- **Requirement**:
Count the lines in the records below that contain the string "tire", and reply with only that number.

[start]

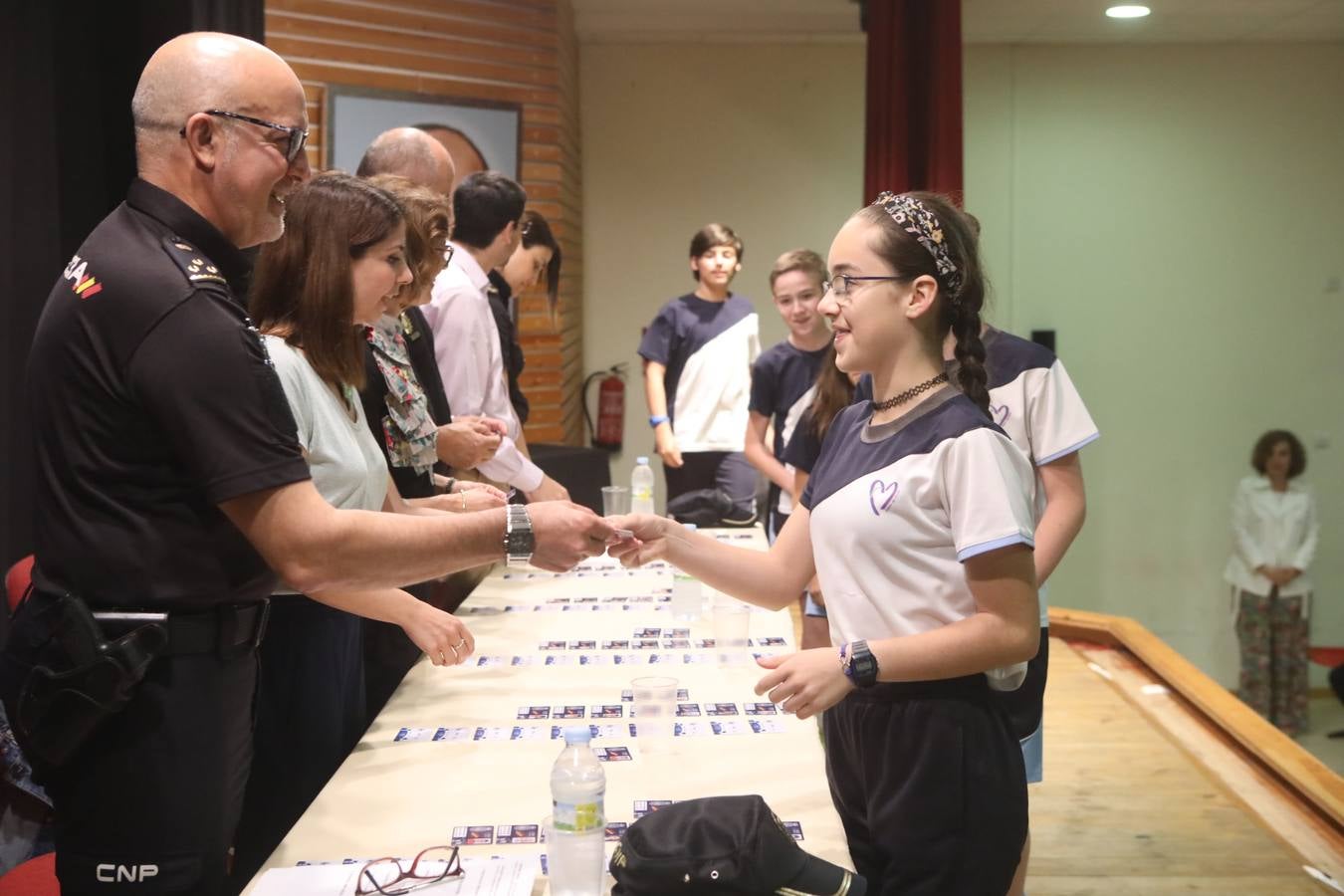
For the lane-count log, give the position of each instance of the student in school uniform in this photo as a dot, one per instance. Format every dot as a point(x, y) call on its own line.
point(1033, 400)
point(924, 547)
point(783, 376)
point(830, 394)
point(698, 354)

[end]
[start]

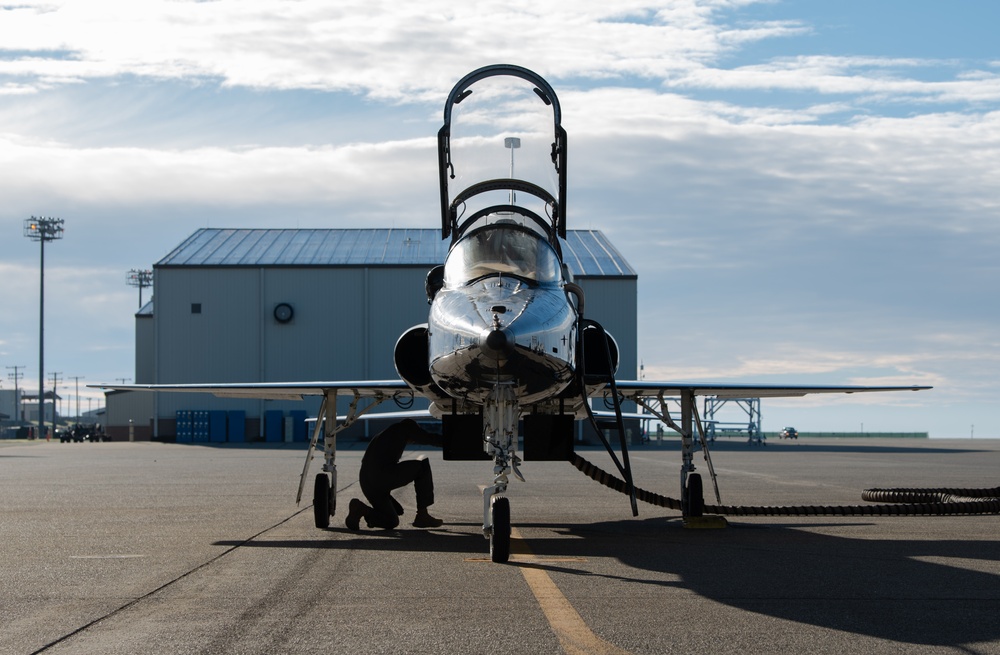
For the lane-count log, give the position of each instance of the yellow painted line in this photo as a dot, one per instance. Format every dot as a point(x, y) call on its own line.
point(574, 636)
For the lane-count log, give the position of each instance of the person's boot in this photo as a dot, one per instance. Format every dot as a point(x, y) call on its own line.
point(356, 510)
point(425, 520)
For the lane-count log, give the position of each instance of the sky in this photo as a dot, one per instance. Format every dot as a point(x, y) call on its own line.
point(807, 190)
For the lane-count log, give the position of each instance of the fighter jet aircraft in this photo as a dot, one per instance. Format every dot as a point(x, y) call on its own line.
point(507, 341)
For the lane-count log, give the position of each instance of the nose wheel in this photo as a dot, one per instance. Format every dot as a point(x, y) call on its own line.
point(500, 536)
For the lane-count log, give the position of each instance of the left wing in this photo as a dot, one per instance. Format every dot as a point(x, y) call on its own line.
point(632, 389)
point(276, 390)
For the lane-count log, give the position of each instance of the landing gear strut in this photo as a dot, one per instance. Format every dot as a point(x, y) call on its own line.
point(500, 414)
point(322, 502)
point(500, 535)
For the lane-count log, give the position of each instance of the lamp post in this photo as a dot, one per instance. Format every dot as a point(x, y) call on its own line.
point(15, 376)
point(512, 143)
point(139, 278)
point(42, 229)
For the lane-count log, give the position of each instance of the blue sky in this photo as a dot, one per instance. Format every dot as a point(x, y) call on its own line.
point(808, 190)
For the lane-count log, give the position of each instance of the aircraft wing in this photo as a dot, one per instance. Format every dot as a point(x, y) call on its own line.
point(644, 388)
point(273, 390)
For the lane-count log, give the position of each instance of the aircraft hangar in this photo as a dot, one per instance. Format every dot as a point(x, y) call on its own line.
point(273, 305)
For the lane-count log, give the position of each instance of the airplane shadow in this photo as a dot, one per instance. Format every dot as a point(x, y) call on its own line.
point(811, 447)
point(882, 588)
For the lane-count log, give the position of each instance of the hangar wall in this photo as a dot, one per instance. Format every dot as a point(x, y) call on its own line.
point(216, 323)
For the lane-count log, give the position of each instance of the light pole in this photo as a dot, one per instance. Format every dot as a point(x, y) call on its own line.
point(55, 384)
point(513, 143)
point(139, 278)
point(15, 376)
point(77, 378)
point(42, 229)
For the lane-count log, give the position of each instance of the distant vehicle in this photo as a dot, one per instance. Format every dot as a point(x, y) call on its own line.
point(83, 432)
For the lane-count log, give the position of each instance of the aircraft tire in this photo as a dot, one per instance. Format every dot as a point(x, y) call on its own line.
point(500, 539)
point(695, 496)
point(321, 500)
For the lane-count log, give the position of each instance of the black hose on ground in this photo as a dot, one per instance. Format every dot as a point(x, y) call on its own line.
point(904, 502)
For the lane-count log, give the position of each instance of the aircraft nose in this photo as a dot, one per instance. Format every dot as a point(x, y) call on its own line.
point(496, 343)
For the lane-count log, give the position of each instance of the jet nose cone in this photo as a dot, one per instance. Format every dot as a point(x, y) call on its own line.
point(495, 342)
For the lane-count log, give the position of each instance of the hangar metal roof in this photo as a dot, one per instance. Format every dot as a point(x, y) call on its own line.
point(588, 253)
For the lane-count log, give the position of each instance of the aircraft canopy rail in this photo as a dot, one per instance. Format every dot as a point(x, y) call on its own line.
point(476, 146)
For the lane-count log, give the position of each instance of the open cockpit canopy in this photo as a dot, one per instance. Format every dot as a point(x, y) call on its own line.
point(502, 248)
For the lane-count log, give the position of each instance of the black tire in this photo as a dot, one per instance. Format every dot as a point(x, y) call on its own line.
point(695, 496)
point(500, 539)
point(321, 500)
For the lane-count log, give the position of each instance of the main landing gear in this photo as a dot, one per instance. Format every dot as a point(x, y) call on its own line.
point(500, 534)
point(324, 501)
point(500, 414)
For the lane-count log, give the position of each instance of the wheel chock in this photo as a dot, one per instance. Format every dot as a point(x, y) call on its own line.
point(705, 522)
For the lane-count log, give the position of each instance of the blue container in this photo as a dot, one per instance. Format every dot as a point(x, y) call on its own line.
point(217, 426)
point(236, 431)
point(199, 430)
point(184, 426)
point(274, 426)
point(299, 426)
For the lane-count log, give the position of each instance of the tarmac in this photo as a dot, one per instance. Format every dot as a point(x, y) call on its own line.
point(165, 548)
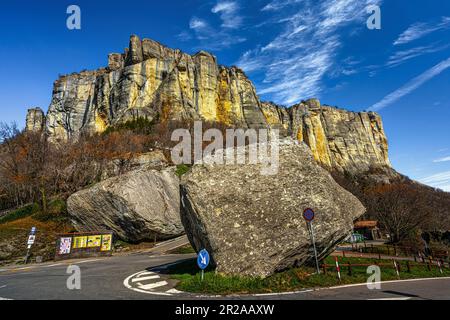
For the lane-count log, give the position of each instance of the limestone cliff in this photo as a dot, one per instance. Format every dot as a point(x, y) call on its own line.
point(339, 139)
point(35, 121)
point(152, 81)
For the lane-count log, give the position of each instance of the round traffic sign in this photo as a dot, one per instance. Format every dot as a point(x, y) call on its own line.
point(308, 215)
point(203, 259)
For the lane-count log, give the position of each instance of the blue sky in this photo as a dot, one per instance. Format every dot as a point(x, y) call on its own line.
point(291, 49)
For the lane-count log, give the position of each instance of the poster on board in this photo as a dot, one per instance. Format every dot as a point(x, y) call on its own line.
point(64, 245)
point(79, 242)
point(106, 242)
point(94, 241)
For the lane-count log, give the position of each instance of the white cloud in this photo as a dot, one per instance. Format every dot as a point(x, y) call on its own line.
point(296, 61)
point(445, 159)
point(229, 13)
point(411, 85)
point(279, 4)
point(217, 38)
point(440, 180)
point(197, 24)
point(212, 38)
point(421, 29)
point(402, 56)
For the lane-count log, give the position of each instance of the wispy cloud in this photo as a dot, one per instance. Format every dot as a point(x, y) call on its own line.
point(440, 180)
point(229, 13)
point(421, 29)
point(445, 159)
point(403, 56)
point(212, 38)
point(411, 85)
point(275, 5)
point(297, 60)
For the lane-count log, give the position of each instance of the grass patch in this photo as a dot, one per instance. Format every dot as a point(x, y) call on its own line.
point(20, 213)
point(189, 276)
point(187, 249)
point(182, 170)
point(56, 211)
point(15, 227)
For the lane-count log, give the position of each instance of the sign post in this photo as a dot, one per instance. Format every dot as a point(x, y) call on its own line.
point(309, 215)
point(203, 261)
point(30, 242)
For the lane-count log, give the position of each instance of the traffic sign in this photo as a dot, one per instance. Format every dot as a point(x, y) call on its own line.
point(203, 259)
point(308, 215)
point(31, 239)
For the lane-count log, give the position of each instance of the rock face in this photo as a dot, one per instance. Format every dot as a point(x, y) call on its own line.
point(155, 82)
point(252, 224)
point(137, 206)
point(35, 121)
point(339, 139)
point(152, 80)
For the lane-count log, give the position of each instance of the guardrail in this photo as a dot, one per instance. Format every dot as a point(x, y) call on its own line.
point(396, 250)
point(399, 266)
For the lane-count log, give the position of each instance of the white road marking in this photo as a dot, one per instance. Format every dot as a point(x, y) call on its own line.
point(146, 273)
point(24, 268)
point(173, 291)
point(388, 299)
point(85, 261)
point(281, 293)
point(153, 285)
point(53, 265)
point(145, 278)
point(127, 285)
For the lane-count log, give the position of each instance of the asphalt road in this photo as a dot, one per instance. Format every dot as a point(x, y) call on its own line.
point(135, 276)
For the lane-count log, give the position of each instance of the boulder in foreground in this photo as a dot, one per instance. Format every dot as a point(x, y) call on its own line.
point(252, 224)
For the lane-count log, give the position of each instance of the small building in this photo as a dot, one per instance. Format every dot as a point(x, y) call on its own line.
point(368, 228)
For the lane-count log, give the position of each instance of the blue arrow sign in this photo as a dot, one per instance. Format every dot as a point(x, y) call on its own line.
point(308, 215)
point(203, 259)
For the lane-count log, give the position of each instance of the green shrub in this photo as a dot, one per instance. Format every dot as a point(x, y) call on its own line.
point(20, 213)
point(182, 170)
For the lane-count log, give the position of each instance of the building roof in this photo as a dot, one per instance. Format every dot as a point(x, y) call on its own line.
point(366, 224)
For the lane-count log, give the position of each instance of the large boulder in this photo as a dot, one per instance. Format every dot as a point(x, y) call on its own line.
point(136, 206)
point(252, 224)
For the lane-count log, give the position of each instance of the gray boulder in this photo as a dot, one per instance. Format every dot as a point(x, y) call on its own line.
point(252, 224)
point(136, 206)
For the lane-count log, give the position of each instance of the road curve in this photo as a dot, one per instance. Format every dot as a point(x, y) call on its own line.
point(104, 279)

[end]

- **Reply to the task**:
2